**Tasks to perform:**
1. According to the passage on identifiability and covariate testing, why is algebraic identifiability not fully appropriate for a population approach?
2. In the passage on identifiability and covariate testing, substitute "hierarchical models" for "nested models" and reproduce the text between "Another statistical issue" and "their standard errors.", inclusive.
3. Answer these questions from the passage on identifiability and covariate testing:
(a) Which matrix do the authors propose as a diagnostic tool for detecting over-parametrization?
(b) Which criterion can be used for model selection when comparing models with and without covariates?
(c) What is the Wald test based on?

**Supplied text:**
◆ ◆ ◆ ◆
Nevertheless, even if algebraic identifiability is useful, it is not completely appropriate for a population approach where the distribution of the individual parameters is also part of the (statistical) model. In other word, if a parameter is not algebraically identifiable, it can be statistically identifiable (an example is given in the Web Appendix A) and the reverse is also true: some parameters can be difficult to estimate with a very poor design, even if the model is algebraically identifiable. Then, practical identifiability should also be considered (see Guedj et al. (2007b) for example). As a practical diagnostic tool, we propose to use the Fisher Information Matrix for detecting some over-parametrization in the model. From our experience, very large standard errors (or NaN) indicate some issues in the parametrization, but the reverse is not necessarily true … We recommend to perform several runs with slightly different initial guesses. Then, convergence to different solutions can indicate a lack of identifiability, rather than the presence of several isolated local maxima of the likelihood.

3.5. Covariate testing

Another statistical issue in NLMEMs is the utilization of covariates to explain part of inter-individual parameter variability. Comparing models with and without covariates can be performed through model selection with the BIC criterion. For nested models, the likelihood ratio test can be applied by computing the log-likelihoods of the nested models. The Wald test can be used based on the covariates estimated effects and their standard errors.
◆ ◆ ◆ ◆
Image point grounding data
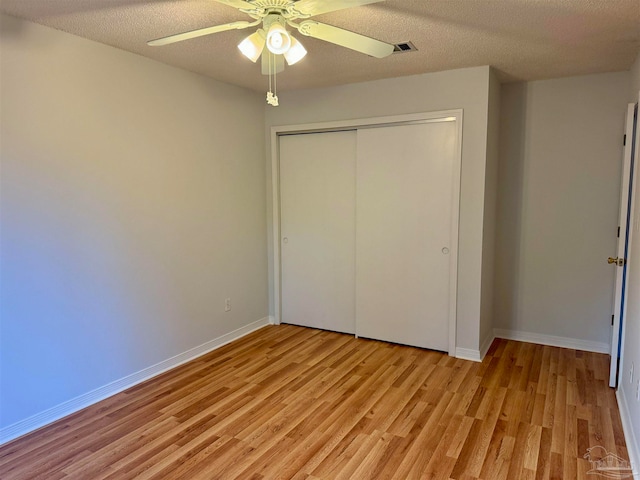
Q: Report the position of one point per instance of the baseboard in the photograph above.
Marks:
(71, 406)
(633, 448)
(476, 355)
(468, 354)
(553, 341)
(486, 345)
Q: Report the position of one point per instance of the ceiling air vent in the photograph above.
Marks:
(404, 47)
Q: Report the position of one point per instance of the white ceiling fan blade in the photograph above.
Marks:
(316, 7)
(199, 33)
(345, 38)
(239, 4)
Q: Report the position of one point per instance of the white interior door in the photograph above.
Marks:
(317, 195)
(623, 241)
(404, 210)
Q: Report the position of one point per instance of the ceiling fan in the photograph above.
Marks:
(275, 16)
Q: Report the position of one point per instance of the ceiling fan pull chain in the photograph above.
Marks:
(272, 99)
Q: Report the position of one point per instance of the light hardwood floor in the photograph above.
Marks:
(291, 402)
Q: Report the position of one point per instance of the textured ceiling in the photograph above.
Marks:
(523, 39)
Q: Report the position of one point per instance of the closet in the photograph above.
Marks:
(368, 230)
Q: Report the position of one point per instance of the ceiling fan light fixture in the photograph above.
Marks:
(253, 45)
(295, 53)
(278, 39)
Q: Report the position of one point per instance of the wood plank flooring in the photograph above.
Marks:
(294, 403)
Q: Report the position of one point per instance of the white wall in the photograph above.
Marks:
(133, 204)
(560, 164)
(630, 406)
(487, 310)
(466, 89)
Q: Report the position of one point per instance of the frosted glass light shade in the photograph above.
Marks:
(278, 39)
(295, 53)
(252, 46)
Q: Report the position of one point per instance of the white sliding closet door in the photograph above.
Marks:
(404, 232)
(317, 195)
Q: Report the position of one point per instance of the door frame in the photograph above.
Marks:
(353, 124)
(626, 222)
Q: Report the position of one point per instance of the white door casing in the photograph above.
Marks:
(626, 188)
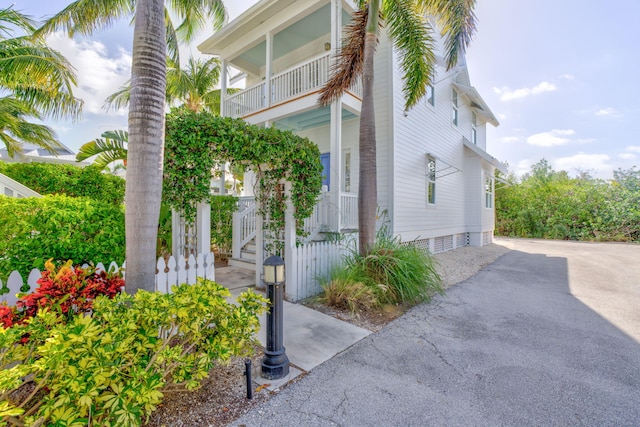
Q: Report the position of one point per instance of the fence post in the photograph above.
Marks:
(290, 250)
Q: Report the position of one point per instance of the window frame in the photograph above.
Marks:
(430, 175)
(455, 118)
(489, 191)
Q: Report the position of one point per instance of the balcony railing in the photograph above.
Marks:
(289, 84)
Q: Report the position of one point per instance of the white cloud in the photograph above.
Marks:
(99, 74)
(509, 139)
(633, 148)
(506, 94)
(596, 163)
(522, 167)
(609, 111)
(551, 139)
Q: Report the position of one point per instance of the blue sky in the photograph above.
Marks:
(558, 74)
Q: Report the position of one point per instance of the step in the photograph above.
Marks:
(248, 254)
(242, 263)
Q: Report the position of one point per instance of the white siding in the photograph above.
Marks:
(428, 129)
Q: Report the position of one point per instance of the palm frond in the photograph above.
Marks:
(15, 127)
(86, 16)
(110, 149)
(348, 64)
(457, 21)
(15, 19)
(196, 14)
(410, 34)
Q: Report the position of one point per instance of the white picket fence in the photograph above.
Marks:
(169, 273)
(311, 263)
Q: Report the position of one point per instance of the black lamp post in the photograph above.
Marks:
(275, 363)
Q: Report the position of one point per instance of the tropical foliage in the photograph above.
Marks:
(391, 272)
(59, 228)
(550, 204)
(411, 33)
(35, 83)
(112, 366)
(197, 142)
(71, 180)
(108, 149)
(153, 33)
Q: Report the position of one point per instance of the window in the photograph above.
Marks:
(488, 192)
(431, 180)
(474, 130)
(347, 171)
(454, 110)
(431, 94)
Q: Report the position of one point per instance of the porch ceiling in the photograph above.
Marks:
(310, 119)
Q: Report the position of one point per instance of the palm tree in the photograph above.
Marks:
(411, 33)
(110, 148)
(193, 86)
(146, 107)
(36, 82)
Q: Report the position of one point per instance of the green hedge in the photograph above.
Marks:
(71, 180)
(58, 227)
(113, 366)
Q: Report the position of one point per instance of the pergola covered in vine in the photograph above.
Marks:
(197, 143)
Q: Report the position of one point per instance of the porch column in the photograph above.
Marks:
(290, 249)
(268, 71)
(335, 128)
(223, 86)
(203, 227)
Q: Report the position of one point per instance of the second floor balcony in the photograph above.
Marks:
(305, 79)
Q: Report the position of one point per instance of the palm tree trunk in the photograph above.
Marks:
(146, 144)
(368, 187)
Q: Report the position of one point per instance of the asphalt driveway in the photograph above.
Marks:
(549, 334)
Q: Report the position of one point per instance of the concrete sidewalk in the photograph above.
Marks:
(548, 335)
(310, 337)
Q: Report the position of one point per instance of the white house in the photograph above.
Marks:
(435, 178)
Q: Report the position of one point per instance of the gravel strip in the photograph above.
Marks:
(460, 264)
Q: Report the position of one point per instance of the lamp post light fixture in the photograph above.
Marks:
(275, 363)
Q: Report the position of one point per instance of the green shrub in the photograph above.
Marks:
(112, 367)
(349, 295)
(395, 272)
(74, 181)
(60, 228)
(68, 289)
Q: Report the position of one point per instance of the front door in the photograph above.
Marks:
(325, 159)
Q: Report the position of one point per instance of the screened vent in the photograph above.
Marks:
(462, 239)
(422, 244)
(443, 243)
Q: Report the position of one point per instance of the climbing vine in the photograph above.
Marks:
(196, 143)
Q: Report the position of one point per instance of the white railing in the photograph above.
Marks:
(304, 78)
(244, 226)
(168, 273)
(312, 265)
(296, 81)
(320, 216)
(245, 202)
(349, 210)
(246, 101)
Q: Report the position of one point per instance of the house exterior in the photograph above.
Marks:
(12, 188)
(435, 178)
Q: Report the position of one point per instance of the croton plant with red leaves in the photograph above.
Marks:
(69, 290)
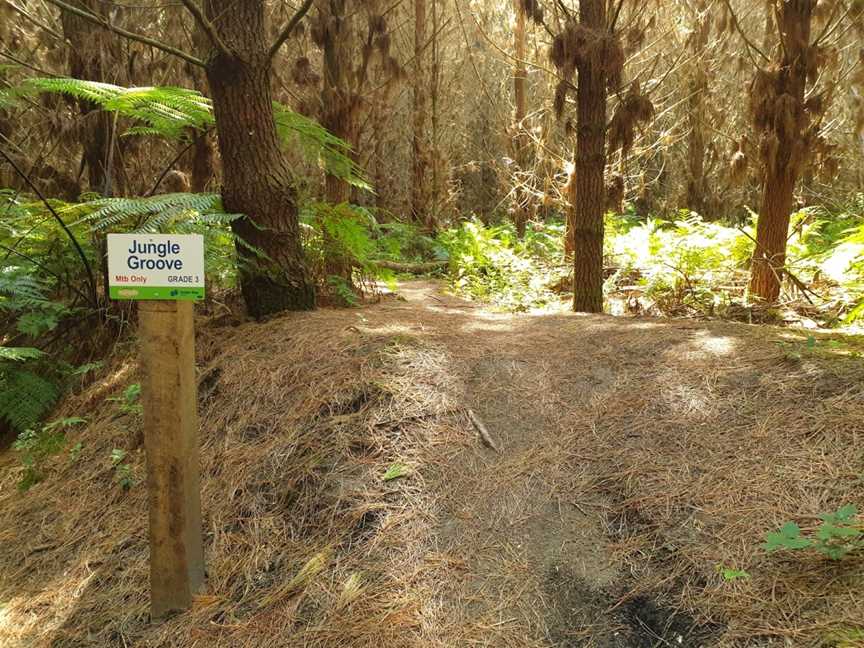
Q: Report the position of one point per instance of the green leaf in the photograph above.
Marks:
(396, 471)
(19, 354)
(788, 537)
(730, 575)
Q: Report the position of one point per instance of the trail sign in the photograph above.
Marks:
(156, 267)
(166, 272)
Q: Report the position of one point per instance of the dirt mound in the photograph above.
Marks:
(637, 458)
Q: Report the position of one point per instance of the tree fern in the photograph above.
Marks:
(163, 213)
(172, 112)
(166, 111)
(25, 397)
(18, 354)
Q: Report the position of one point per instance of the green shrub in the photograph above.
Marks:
(490, 264)
(36, 446)
(839, 534)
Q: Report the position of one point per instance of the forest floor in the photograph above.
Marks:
(637, 459)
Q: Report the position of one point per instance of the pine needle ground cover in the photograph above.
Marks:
(641, 465)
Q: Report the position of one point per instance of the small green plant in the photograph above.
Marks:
(128, 400)
(35, 447)
(730, 575)
(75, 452)
(123, 474)
(396, 471)
(839, 534)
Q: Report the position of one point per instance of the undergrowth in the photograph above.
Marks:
(680, 266)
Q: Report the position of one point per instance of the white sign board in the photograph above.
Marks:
(156, 266)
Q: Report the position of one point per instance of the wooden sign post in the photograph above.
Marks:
(166, 272)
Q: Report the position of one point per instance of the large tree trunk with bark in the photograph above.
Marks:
(256, 178)
(590, 190)
(782, 119)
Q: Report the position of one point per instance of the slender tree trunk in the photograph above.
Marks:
(256, 178)
(696, 185)
(782, 146)
(203, 158)
(590, 165)
(339, 115)
(520, 75)
(91, 58)
(420, 153)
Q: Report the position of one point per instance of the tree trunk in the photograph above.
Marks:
(339, 116)
(783, 124)
(520, 75)
(420, 154)
(696, 185)
(90, 58)
(256, 178)
(590, 165)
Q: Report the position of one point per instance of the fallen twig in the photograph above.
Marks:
(482, 431)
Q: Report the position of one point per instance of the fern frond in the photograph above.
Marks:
(19, 354)
(317, 143)
(166, 111)
(163, 213)
(25, 398)
(21, 287)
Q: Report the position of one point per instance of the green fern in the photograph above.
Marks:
(172, 112)
(317, 142)
(19, 354)
(25, 397)
(166, 111)
(163, 213)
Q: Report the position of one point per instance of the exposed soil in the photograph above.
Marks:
(638, 457)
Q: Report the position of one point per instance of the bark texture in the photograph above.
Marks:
(520, 145)
(589, 183)
(420, 194)
(256, 177)
(780, 115)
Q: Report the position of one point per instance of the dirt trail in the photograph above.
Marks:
(637, 459)
(527, 527)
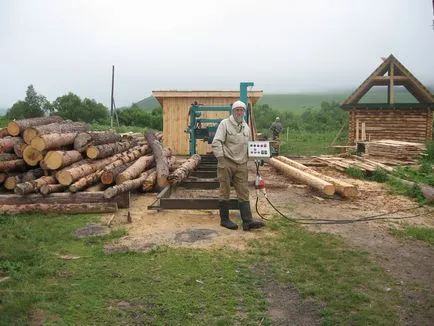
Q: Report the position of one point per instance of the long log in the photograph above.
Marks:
(160, 161)
(127, 185)
(33, 174)
(86, 181)
(32, 156)
(184, 170)
(109, 176)
(8, 157)
(19, 147)
(60, 208)
(63, 127)
(343, 188)
(49, 189)
(106, 150)
(149, 183)
(58, 159)
(141, 164)
(53, 141)
(325, 187)
(4, 132)
(85, 139)
(16, 127)
(13, 165)
(34, 186)
(7, 144)
(70, 174)
(12, 181)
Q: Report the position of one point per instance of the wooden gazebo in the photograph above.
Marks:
(176, 106)
(397, 121)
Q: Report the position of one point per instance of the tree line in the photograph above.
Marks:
(71, 106)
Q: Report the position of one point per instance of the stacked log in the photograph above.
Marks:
(52, 161)
(343, 188)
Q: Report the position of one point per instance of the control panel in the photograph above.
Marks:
(259, 149)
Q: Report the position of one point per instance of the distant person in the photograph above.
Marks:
(230, 149)
(276, 128)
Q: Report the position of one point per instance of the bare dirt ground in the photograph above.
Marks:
(410, 263)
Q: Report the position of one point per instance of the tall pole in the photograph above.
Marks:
(112, 97)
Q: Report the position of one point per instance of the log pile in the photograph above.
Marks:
(51, 165)
(399, 150)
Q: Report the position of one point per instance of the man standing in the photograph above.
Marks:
(276, 128)
(230, 148)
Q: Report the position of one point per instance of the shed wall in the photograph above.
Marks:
(413, 125)
(175, 121)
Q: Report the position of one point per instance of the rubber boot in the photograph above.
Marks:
(224, 216)
(246, 215)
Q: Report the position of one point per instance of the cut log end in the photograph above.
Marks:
(13, 128)
(92, 152)
(64, 178)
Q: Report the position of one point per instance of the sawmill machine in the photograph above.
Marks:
(204, 129)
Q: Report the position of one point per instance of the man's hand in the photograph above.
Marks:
(221, 162)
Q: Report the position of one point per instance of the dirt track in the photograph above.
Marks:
(411, 263)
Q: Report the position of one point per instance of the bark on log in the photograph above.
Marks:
(16, 127)
(184, 170)
(85, 139)
(106, 150)
(52, 188)
(32, 156)
(4, 132)
(19, 147)
(13, 165)
(7, 144)
(12, 181)
(34, 186)
(60, 208)
(150, 181)
(109, 176)
(141, 164)
(64, 127)
(341, 187)
(325, 187)
(53, 141)
(86, 181)
(33, 174)
(58, 159)
(8, 157)
(160, 161)
(127, 185)
(69, 175)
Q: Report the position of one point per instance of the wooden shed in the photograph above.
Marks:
(390, 120)
(176, 106)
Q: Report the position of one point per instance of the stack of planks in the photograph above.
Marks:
(399, 150)
(326, 184)
(343, 162)
(47, 161)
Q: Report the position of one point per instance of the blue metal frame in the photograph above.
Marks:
(195, 113)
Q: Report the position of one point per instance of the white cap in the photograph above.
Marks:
(239, 104)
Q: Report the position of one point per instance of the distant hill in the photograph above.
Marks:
(302, 101)
(148, 103)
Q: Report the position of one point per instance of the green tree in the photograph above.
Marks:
(70, 106)
(34, 105)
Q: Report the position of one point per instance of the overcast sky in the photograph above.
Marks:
(281, 45)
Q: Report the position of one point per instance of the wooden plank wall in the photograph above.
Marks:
(175, 121)
(413, 125)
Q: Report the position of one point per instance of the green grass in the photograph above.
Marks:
(415, 233)
(180, 286)
(305, 143)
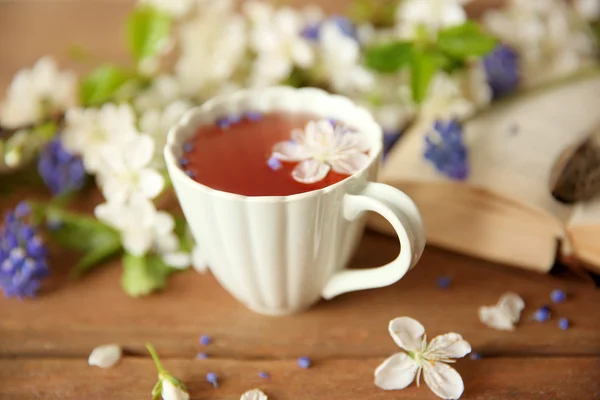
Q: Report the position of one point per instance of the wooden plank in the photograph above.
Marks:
(133, 378)
(70, 318)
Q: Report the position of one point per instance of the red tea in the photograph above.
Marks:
(233, 155)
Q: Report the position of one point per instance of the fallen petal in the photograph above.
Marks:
(254, 394)
(443, 380)
(407, 333)
(397, 372)
(512, 304)
(310, 171)
(105, 356)
(496, 318)
(449, 345)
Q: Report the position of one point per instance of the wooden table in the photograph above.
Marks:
(44, 343)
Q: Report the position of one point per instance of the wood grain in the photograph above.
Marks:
(341, 379)
(44, 343)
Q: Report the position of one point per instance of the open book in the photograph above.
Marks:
(504, 211)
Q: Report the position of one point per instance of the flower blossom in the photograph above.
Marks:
(22, 255)
(88, 131)
(502, 70)
(254, 394)
(445, 148)
(276, 39)
(62, 171)
(549, 36)
(212, 47)
(503, 315)
(105, 356)
(340, 58)
(323, 146)
(433, 15)
(37, 94)
(157, 123)
(143, 229)
(421, 357)
(127, 170)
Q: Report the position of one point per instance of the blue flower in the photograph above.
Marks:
(62, 171)
(445, 149)
(502, 70)
(22, 255)
(312, 31)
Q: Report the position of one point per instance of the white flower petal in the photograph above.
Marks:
(350, 163)
(290, 151)
(512, 304)
(137, 241)
(199, 261)
(105, 356)
(163, 223)
(443, 380)
(151, 183)
(495, 318)
(397, 372)
(310, 171)
(254, 394)
(449, 345)
(177, 260)
(171, 392)
(407, 333)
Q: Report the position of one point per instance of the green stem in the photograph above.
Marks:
(154, 355)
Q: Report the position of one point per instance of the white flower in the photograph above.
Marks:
(157, 124)
(254, 394)
(399, 370)
(127, 170)
(105, 356)
(212, 45)
(321, 147)
(175, 8)
(431, 14)
(551, 39)
(199, 261)
(38, 93)
(172, 392)
(588, 9)
(164, 90)
(446, 99)
(276, 39)
(504, 315)
(142, 227)
(340, 55)
(88, 131)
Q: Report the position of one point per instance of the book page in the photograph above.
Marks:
(586, 213)
(513, 146)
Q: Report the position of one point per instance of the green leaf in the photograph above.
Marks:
(465, 40)
(186, 240)
(101, 85)
(389, 57)
(143, 275)
(80, 232)
(147, 31)
(424, 65)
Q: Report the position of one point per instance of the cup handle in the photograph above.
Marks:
(403, 214)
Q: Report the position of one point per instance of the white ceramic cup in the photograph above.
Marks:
(281, 254)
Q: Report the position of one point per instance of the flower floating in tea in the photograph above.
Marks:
(430, 359)
(322, 147)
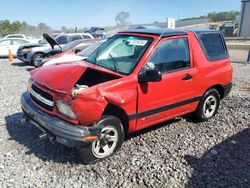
◆ ◆ ◆ ◆
**Results:**
1. In a population approach, the distribution of the individual parameters is also part of the statistical model. Because of this, a parameter that is not algebraically identifiable can still be statistically identifiable. Likewise, an algebraically identifiable model can have parameters that are hard to estimate under a very poor design.

2.
Another statistical issue in NLMEMs is the utilization of covariates to explain part of inter-individual parameter variability. Comparing models with and without covariates can be performed through model selection with the BIC criterion. For hierarchical models, the likelihood ratio test can be applied by computing the log-likelihoods of the hierarchical models. The Wald test can be used based on the covariates estimated effects and their standard errors.

3.
(a) The Fisher Information Matrix.
(b) The BIC criterion.
(c) The covariates' estimated effects and their standard errors.